▶ **Short task 1**
List every line in the rows below that contains the string "rusty".

-------- Source excerpt --------

Samarkand being only a 35km taxi ride away from the frontier with Tajikistan, we decided to spend a few days in this next "Stan. We drove past fields of cotton (“the white gold” of Uzbekistan and picked partly by forced labour) which gave way to biscuit-coloured hills nibbled by goats. Houses, built with bricks of mud, straw and water, had fast-growing poplars (for timber) outside their perimeter walls, fruit trees within. Life in the countryside looked very different to that in the cities, it felt as if we were in a time machine set at a date several centuries in the past.


Arriving at the border post, we easily cleared Uzbek customs and then walked through a long, lonely no-mans land up to the Tajik border post. Armed guards and ferocious-looking dogs eyed us suspiciously. In the distance we could already hear the clamour of Tajiks trying to push through the gates on the other side, beseeching the single customer officer stationed there to let them through and offering him their passports as if they were bribes. It was chaotic and we wondered why they were in such a hurry to leave Tajikistan behind (we were soon to find out). But meantime, we had some problems of our own.


Handing over my British passport, the customs officer informed me that I needed a visa. Google confirmed this was the case and I silently swore at myself for not having checked. Luckily, there was a solution. Google also informed me that no visa was required with a European Union passport and so I handed over my French passport. Now he was confused. Two passports? How come? He called his superior who arrived and who then proceeded to meticulously check both.


«How come you have two passports?», he continued. I explained that French nationality came through marriage and that dual citizenship is not uncommon in Europe.


«Sir, you leave Uzbekistan with a British passport and want to enter Tajikisan with French passport?»


«Yes», I replied, «is there a law against that?»


He didn’t know but he was going to find out and made some quick calls, then paced around his office looking intently at both passports as if the right answer would pop out from them at any moment.


Finally, he handed both passports back to his subordinate and left. The subodinate waited a while and then called his chief on the phone to as what to do as we waited with bated breath. To our relief, he then stamped the French passport and welcomed us to his country.


We still had to negotiate the crowd still baying at the gate to get through to the other side and then finally we were in Tajikistan. United with our Tajik driver, Rachid, whom we had found on the internet, we set off to the main tourist attraction in the area, the Seven Lakes, in his beaten-up Opel. Hs was going to drive us there and back for 80 US dollars, less than half of what a travel agency in Samarkand had quoted us for the same trip.


First, we needed to get some local currency and buy some food supplies in the nearest town, Panjakent. At a key crossroads, this ancient city has been a melting pot of Silk Road cultures, with Zoroastrians, Buddhists, Manicheans and Nestorian Christians all passing through and staying awhile. Well-preserved, the original street grid is intact, though the bustle – apart from at the bazaar - has long since gone.

--------

▶ **Short task 2**
Pick up the above account of the border crossing from Uzbekistan into Tajikistan and continue it past its final sentence.

-------- Data shown --------

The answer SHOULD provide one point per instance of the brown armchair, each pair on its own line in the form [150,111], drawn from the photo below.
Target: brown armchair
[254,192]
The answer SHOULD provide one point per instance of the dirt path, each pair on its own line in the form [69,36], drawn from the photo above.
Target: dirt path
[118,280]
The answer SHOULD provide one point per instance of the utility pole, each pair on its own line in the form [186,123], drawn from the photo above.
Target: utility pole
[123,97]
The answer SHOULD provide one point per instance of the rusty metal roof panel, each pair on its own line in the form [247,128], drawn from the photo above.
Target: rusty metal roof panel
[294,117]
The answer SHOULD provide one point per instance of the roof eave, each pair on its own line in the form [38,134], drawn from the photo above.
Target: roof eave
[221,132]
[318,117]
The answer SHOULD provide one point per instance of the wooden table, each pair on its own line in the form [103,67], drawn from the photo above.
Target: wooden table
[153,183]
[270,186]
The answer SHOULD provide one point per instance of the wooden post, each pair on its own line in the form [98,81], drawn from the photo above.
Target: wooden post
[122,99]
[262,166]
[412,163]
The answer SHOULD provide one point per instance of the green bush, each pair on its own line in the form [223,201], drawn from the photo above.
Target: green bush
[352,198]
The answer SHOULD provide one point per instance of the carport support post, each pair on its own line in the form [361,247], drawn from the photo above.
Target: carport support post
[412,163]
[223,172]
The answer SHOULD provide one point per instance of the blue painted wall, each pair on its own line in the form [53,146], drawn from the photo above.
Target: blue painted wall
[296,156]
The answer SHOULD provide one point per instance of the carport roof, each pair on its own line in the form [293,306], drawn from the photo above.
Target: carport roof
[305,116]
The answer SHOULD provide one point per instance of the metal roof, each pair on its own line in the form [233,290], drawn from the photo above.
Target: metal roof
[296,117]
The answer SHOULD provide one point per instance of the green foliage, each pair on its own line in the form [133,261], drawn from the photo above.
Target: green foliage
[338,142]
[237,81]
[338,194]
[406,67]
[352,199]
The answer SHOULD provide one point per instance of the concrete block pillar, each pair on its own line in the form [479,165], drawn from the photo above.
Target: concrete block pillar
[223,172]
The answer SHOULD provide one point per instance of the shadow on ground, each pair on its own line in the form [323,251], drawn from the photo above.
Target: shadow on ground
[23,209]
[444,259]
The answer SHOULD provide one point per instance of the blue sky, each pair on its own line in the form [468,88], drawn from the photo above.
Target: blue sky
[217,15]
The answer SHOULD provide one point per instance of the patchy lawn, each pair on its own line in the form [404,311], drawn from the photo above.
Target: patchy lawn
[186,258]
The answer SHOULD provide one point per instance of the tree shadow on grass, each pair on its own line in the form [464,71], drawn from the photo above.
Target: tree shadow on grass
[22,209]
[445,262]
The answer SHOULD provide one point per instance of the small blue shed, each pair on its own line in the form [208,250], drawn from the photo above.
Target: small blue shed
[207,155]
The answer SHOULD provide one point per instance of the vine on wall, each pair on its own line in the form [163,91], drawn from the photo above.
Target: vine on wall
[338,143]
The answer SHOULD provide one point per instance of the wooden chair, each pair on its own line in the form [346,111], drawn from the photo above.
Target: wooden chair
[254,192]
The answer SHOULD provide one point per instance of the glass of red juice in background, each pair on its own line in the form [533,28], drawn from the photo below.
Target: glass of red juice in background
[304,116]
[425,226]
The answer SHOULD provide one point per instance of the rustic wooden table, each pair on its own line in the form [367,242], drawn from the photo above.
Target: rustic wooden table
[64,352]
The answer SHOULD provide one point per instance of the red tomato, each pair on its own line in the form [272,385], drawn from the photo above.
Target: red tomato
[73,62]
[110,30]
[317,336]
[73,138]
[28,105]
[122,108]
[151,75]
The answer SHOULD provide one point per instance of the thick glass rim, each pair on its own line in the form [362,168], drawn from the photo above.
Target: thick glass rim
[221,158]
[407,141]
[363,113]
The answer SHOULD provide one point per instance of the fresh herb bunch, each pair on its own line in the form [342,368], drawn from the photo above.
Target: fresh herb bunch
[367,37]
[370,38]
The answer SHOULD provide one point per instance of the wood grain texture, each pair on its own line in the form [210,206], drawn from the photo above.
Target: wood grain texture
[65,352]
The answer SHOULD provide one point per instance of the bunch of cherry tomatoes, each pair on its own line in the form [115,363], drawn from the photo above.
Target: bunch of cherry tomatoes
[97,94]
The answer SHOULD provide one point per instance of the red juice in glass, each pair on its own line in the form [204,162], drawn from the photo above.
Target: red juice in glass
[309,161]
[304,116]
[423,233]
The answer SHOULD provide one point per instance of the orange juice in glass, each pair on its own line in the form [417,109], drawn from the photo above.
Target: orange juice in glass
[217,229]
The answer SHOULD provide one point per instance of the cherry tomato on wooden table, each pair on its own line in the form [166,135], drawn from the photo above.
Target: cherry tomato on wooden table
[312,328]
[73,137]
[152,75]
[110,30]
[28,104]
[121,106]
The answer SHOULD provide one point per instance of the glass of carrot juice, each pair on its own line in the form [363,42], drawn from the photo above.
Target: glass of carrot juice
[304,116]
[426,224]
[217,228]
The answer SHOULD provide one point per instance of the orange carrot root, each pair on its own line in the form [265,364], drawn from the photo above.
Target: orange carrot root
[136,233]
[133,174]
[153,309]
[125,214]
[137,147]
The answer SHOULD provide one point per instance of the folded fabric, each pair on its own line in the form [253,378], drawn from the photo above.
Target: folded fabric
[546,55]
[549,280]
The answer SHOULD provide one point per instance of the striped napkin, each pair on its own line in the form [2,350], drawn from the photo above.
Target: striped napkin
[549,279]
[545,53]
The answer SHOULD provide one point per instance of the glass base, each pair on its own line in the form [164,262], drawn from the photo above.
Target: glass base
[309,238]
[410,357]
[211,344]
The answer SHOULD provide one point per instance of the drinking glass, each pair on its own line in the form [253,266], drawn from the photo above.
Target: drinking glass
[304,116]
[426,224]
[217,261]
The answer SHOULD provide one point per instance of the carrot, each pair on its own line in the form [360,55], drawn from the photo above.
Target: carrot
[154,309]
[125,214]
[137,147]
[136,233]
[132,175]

--------

▶ **Result 1**
The answer SHOULD provide one point per instance of the rusty metal roof panel, each pair on its own line in the form [247,128], drawn from the photo above.
Target: rusty metal roof panel

▶ **Result 2**
We abandoned the idea of queuing at an ATM when we saw a long line of people waiting at each of them. Apparently, one could only withdraw a maximum of 20 US dollars a day and there was a frenzy each morning to get the cash before the ATM’s ran dry. Rachid advanced us some somoni, the local currency, to buy some meat pasties, bread, water and fruit at the local market. Then we were finally off.


After a few kilometres on the main road to Dushanbe, the capital of Tajikistan, we turned onto a smaller paved road which eventually became a dirt road. The unpaved, bumpy, winding roads were basically the width of one car and if someone else was heading the other way, they had to look for a nook in the mountain to pull over as only one vehicle could fit. At times it was quite scary as the single track road zigzagged slowly around the mountains but the experienced Rachid expertly negotiated all the obstacles and did not put a foot wrong the whole trip.


This journey took about an hour before we got to the first lake at 1800m altitiude. The other lakes of various sizes followed over the course of the next 15 km up to 2400m. The scenery was breathtaking, the rugged beauty of the rocky mountains, the placid blue and green water of the lakes, the noisy and untamed river crashing down the valley the only sound in the empty,heavenly peace. We spent about 20-30 minutes at each lake, doing a little hiking to stretch our legs and admiring the views.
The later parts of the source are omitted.